In the records below, find the line containing "point: backpack compression"; restate it and every later line word for word, through the last.

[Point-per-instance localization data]
━━━━━━━━━━━━━━━━━━━━
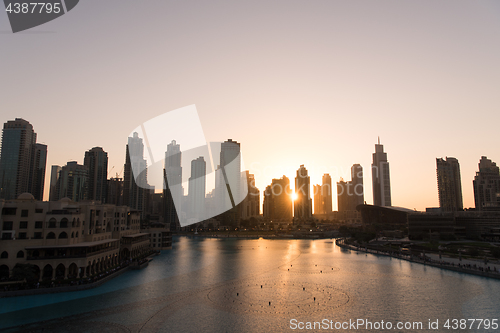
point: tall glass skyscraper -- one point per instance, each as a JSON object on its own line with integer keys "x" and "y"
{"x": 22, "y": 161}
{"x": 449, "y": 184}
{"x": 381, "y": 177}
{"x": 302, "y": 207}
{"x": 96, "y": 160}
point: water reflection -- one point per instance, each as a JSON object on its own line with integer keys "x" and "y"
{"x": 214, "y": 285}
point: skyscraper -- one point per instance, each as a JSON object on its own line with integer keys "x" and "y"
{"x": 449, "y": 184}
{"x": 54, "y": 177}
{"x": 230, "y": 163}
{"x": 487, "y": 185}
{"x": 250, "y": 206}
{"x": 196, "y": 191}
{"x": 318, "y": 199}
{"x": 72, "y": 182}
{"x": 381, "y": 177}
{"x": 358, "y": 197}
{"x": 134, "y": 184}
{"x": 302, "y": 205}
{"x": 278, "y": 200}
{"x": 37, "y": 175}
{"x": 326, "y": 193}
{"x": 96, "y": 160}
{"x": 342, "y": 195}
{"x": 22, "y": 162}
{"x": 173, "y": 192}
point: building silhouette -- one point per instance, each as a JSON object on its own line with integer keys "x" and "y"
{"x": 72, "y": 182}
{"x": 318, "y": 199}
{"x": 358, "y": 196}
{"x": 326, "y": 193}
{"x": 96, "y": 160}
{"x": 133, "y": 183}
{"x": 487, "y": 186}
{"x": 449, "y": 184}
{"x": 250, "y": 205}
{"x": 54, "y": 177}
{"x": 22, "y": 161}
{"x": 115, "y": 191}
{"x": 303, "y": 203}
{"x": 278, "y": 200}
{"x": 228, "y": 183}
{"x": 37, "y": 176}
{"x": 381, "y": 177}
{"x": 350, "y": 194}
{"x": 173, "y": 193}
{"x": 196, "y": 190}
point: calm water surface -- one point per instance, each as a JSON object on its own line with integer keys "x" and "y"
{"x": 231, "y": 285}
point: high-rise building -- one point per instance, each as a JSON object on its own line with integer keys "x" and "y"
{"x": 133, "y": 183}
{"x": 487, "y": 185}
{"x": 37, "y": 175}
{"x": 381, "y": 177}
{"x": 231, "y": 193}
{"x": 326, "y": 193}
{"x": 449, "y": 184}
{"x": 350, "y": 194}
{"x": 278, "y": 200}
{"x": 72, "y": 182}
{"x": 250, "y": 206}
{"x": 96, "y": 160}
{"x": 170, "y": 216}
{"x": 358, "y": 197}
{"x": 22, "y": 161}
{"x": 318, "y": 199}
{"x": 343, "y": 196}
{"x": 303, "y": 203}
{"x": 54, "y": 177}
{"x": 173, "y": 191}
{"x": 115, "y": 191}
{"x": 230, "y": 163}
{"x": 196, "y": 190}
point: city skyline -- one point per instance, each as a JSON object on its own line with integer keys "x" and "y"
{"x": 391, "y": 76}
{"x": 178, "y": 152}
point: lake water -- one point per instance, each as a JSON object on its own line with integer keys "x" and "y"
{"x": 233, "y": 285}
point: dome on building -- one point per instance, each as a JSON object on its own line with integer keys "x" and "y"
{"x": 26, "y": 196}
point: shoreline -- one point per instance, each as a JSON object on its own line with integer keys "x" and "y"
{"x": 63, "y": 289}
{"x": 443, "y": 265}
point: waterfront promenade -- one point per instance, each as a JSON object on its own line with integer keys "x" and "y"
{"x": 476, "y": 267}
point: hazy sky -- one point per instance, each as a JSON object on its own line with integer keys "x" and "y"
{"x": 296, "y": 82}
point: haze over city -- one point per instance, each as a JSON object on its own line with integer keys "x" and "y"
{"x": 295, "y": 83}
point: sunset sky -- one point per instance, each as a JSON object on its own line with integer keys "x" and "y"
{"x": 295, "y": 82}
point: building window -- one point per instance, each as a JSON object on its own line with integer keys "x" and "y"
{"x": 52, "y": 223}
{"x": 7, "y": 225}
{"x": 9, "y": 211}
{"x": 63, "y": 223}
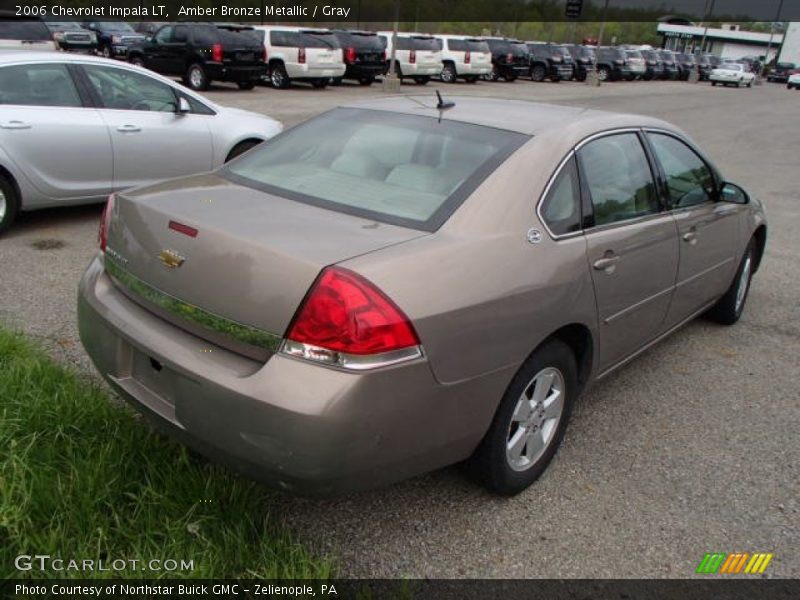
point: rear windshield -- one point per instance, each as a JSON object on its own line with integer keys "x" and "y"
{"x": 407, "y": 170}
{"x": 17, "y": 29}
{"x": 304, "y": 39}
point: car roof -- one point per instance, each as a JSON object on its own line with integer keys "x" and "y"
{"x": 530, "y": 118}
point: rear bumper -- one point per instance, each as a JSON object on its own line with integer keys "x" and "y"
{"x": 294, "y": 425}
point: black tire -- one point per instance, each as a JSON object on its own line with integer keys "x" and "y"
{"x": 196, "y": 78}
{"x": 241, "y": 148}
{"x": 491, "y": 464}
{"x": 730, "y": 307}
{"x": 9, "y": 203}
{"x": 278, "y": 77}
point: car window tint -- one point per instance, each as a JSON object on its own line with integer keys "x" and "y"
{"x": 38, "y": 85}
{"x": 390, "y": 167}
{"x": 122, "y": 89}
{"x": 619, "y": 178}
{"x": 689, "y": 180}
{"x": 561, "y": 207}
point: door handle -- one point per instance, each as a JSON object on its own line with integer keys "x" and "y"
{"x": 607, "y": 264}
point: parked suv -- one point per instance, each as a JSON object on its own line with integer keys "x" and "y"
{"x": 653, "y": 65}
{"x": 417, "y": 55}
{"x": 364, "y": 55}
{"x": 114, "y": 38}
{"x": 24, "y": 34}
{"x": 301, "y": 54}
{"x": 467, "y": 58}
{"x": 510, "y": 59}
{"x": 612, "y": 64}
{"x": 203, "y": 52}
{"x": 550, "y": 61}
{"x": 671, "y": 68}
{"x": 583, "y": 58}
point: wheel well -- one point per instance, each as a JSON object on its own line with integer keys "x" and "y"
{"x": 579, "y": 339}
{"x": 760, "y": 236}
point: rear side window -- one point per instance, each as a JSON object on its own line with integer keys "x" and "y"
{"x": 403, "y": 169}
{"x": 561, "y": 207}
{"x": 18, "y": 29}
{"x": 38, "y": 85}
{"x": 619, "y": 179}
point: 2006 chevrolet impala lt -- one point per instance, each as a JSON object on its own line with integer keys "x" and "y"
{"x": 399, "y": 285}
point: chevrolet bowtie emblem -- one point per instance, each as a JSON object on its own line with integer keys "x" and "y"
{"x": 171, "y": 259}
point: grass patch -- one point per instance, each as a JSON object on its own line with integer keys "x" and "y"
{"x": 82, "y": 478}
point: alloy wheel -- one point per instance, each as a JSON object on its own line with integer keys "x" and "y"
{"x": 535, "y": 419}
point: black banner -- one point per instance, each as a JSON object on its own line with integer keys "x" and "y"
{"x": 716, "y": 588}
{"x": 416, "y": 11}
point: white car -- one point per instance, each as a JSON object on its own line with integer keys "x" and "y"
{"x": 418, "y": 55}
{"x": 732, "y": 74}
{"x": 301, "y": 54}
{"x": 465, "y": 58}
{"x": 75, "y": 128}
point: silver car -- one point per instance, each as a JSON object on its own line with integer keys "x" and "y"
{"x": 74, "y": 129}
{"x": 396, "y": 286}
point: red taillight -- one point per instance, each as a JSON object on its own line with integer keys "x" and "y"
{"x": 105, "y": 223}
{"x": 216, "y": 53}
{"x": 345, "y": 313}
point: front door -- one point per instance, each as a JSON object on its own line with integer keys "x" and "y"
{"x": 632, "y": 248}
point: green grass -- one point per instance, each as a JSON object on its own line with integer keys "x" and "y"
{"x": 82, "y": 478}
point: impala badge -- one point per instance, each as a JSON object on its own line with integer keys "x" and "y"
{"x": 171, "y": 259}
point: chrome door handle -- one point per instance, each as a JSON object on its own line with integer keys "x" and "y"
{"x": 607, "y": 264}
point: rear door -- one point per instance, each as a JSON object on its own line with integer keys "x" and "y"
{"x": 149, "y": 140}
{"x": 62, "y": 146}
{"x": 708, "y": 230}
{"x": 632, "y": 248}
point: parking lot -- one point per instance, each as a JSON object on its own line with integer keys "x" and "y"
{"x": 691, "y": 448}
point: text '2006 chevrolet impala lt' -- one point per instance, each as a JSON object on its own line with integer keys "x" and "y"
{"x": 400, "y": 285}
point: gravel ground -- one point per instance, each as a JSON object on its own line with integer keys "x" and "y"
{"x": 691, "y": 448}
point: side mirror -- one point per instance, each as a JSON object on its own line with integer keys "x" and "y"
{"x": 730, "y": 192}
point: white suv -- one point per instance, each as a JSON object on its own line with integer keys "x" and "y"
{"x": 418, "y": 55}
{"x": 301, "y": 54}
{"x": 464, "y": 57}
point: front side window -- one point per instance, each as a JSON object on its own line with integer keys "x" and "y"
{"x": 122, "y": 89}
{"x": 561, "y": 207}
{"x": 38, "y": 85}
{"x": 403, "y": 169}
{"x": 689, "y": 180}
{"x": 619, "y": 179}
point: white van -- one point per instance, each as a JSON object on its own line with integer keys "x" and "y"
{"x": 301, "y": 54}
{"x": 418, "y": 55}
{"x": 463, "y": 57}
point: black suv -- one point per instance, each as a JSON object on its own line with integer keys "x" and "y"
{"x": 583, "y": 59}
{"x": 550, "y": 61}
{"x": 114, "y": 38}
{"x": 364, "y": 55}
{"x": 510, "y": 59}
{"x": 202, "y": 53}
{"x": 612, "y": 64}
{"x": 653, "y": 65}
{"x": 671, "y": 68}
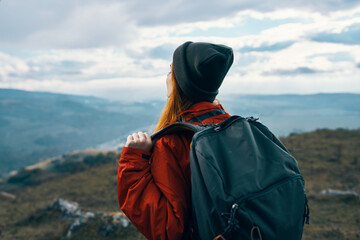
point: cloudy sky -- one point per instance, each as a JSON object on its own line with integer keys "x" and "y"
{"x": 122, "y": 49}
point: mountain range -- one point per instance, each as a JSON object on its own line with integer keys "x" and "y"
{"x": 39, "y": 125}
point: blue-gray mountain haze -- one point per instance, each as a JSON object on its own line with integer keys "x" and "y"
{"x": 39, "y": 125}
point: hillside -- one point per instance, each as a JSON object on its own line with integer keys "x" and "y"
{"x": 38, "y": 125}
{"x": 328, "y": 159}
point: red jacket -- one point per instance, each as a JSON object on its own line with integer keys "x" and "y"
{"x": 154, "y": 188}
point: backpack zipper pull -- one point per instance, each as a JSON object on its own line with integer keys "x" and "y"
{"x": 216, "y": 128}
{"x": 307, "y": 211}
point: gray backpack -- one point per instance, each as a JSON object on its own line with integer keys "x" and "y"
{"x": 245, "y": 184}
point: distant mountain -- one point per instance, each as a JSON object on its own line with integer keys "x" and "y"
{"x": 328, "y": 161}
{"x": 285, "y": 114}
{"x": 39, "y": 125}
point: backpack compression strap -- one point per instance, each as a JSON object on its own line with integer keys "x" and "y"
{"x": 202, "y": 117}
━━━━━━━━━━━━━━━━━━━━
#### Answer box:
point: backpack compression strap -- one point per instance, each as a JSON object on its own line with integer keys "x" and "y"
{"x": 202, "y": 117}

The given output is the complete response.